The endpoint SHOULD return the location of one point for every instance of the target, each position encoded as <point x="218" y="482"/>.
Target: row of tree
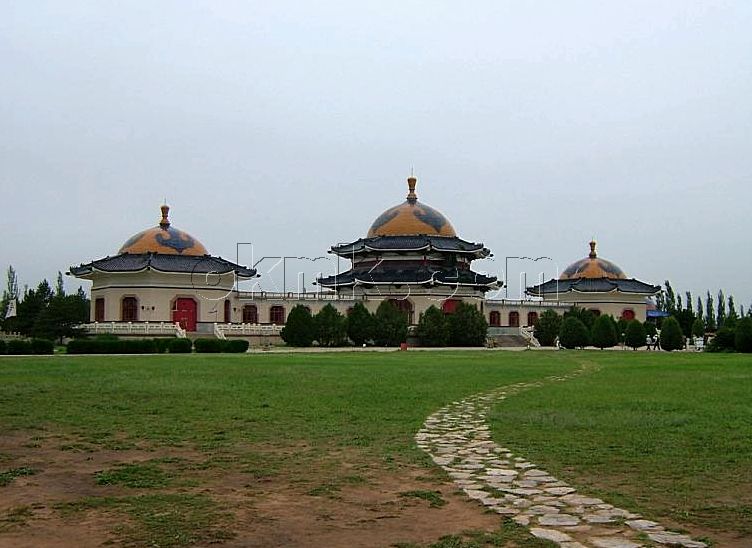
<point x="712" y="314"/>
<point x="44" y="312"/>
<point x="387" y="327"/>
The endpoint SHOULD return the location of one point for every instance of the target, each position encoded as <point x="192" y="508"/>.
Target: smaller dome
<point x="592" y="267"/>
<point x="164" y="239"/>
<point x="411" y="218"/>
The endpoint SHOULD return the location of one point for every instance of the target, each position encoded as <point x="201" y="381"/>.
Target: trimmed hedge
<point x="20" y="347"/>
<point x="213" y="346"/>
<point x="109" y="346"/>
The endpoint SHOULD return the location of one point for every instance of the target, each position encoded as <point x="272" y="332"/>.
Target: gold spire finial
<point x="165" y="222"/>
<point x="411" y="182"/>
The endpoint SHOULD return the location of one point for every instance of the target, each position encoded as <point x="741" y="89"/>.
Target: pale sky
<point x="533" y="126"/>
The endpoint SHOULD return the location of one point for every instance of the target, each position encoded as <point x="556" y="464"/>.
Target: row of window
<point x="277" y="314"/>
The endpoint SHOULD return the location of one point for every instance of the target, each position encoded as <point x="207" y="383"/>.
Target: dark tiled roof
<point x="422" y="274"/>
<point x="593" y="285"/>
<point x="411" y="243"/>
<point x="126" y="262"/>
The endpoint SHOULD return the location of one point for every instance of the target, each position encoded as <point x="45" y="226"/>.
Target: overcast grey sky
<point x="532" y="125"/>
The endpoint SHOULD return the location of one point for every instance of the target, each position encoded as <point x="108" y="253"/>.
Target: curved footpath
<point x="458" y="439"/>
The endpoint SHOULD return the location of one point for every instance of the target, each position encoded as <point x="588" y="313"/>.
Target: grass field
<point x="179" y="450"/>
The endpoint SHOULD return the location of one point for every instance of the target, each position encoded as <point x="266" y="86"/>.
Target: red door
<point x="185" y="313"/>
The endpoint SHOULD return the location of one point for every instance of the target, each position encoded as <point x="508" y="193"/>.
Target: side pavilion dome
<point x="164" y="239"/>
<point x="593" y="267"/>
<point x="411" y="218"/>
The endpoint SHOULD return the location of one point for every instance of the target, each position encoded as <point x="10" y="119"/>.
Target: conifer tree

◆ **What is needed**: Pick out every line in the rows above that contains the word "dome", matching case exactly.

◆ **Solution**:
Target: smaller dome
Target: side pavilion dome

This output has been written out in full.